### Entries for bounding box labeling
┌──
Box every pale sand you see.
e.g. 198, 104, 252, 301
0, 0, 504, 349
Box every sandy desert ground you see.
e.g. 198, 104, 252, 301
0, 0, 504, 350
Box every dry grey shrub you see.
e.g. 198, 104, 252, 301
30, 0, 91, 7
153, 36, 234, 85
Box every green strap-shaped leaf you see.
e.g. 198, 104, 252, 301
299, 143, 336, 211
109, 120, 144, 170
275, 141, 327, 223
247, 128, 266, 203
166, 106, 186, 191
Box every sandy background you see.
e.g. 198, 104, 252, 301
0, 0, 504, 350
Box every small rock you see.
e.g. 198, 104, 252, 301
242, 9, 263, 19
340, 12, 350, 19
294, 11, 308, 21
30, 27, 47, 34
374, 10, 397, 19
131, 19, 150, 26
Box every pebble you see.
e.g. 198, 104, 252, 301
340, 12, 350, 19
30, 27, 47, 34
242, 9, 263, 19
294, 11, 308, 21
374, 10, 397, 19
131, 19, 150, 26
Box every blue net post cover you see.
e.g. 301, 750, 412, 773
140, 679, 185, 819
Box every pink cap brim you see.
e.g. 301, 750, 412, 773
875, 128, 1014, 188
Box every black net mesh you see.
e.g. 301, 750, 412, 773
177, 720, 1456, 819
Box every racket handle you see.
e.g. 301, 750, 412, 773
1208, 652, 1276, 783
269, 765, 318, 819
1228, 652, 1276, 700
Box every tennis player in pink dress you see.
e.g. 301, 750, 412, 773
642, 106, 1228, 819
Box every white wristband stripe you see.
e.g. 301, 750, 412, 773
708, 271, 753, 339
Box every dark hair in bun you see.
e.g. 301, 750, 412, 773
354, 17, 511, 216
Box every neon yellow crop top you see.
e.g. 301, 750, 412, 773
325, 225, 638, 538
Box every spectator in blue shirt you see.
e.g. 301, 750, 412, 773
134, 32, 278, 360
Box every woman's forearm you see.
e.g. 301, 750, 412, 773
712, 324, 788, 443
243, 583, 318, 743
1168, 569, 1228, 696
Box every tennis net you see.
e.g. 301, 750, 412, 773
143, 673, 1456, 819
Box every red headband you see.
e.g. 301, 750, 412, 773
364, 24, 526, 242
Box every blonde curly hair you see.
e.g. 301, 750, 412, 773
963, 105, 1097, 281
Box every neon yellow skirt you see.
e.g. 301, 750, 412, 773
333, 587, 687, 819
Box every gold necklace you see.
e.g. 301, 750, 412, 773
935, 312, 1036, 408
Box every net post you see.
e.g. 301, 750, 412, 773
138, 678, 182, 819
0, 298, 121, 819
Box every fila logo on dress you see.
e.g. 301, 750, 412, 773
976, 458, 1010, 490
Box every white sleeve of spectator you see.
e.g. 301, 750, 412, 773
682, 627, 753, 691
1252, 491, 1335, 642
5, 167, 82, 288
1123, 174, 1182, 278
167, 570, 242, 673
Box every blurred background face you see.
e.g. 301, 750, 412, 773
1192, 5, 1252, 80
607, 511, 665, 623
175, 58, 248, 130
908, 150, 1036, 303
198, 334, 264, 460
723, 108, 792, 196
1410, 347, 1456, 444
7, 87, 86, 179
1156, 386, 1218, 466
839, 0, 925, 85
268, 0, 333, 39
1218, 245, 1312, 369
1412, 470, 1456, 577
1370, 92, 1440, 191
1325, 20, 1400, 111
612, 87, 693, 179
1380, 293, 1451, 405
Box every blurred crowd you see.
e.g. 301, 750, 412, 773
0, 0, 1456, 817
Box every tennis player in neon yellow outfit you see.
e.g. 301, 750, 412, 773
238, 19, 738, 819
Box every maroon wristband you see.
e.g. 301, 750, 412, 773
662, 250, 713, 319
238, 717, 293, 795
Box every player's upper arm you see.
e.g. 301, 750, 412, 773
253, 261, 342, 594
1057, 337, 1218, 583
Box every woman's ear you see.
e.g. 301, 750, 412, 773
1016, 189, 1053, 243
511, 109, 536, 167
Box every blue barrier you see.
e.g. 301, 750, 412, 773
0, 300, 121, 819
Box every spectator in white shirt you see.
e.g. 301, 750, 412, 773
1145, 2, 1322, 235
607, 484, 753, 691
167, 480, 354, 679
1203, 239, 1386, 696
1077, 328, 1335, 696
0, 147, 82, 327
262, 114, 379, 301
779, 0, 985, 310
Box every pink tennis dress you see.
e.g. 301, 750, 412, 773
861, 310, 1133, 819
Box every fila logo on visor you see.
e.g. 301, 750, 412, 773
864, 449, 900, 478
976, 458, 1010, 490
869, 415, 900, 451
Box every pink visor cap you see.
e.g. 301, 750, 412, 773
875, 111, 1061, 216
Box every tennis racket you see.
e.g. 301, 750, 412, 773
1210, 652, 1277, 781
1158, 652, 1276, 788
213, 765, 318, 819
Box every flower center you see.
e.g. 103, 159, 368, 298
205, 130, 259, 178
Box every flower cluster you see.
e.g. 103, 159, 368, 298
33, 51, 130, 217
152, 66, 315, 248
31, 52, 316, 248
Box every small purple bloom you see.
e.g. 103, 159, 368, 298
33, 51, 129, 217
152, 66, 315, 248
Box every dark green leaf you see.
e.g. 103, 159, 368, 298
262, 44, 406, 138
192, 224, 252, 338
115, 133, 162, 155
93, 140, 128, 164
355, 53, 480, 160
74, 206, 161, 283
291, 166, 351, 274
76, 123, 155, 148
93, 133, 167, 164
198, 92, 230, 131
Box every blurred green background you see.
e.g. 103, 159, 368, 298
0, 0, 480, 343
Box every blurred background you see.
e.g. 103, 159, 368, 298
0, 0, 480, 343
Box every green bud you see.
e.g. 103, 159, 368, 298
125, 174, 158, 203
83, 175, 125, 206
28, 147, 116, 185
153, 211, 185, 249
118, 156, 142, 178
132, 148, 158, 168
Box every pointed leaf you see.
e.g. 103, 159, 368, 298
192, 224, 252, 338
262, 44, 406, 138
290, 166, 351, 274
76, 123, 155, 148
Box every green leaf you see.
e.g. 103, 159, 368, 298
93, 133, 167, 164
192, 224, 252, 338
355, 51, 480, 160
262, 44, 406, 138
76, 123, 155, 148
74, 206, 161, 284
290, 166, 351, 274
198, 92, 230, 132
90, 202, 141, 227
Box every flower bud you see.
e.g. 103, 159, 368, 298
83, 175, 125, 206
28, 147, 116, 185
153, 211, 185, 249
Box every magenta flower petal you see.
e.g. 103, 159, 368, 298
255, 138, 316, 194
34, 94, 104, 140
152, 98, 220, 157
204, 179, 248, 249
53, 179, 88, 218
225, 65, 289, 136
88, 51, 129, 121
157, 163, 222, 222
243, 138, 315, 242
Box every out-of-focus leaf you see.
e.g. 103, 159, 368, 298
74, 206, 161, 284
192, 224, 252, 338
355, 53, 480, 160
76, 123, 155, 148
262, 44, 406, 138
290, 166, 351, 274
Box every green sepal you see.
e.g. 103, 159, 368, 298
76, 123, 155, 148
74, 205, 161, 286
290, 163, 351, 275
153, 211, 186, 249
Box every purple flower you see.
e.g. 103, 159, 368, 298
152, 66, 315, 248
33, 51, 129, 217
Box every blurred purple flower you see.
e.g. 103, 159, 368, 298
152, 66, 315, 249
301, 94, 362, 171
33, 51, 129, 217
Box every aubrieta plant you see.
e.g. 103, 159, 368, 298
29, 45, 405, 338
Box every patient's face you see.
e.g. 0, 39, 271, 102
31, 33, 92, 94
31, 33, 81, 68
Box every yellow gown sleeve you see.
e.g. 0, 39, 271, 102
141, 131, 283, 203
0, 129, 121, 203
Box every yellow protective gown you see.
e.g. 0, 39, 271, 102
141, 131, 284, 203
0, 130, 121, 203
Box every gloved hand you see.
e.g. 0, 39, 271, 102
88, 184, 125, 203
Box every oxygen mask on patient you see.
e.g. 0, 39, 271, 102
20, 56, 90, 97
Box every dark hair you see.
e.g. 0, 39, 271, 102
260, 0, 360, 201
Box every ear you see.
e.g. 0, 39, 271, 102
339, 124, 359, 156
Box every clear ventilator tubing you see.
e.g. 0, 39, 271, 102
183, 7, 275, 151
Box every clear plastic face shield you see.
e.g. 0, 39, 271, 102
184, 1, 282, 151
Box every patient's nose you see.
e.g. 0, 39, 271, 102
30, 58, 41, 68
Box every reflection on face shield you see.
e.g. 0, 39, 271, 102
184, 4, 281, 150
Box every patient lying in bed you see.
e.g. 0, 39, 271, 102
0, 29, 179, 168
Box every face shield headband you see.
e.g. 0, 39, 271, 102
└──
### PROBLEM REQUIREMENTS
Rewrite the data from the line containing "Box every green sepal you see." down to the line containing "0, 29, 179, 168", changing every "purple flower" to "violet bloom" and leaving all else as it stands. Give only those lines.

### RESPONSE
Box every green sepal you see.
e.g. 103, 159, 368, 298
76, 123, 155, 148
74, 205, 161, 286
290, 163, 351, 275
153, 211, 186, 249
Box every violet bloom you see.
e.g. 103, 159, 368, 298
152, 66, 315, 248
33, 51, 129, 217
Box every blurred violet bloom you see.
e.g. 103, 159, 368, 298
152, 66, 315, 249
301, 94, 362, 171
33, 51, 129, 217
Box every aubrieta plant you see.
e.g. 103, 159, 368, 298
29, 45, 405, 338
Box every patient's face you see.
e.g. 0, 39, 271, 102
31, 33, 92, 94
31, 33, 81, 68
Box every yellow gown sleeve you see.
e.g. 0, 39, 271, 102
141, 131, 283, 203
0, 129, 121, 203
Box every yellow protective gown you see.
e.g. 0, 39, 271, 102
141, 131, 284, 203
0, 130, 121, 203
Box every gloved hand you see.
e.g. 0, 39, 271, 102
88, 184, 125, 203
Box every oxygen mask on patient you see.
e.g. 0, 39, 271, 102
20, 56, 90, 97
Box every dark hair you see.
e.g. 0, 39, 271, 102
260, 0, 360, 201
Box every ear you see.
e.g. 0, 39, 271, 102
339, 124, 359, 156
Box every clear ventilator tubing you see.
e.g. 0, 39, 271, 102
183, 7, 275, 151
Box every clear plastic face shield you see.
e.g. 0, 39, 271, 102
184, 1, 282, 151
Box every patient's nose you see.
e.g. 0, 39, 271, 102
30, 58, 41, 68
Box every reflection on face shield you see.
e.g. 0, 39, 271, 102
184, 4, 281, 150
Box every patient lying in bed you see.
e.g. 0, 39, 271, 102
0, 29, 179, 168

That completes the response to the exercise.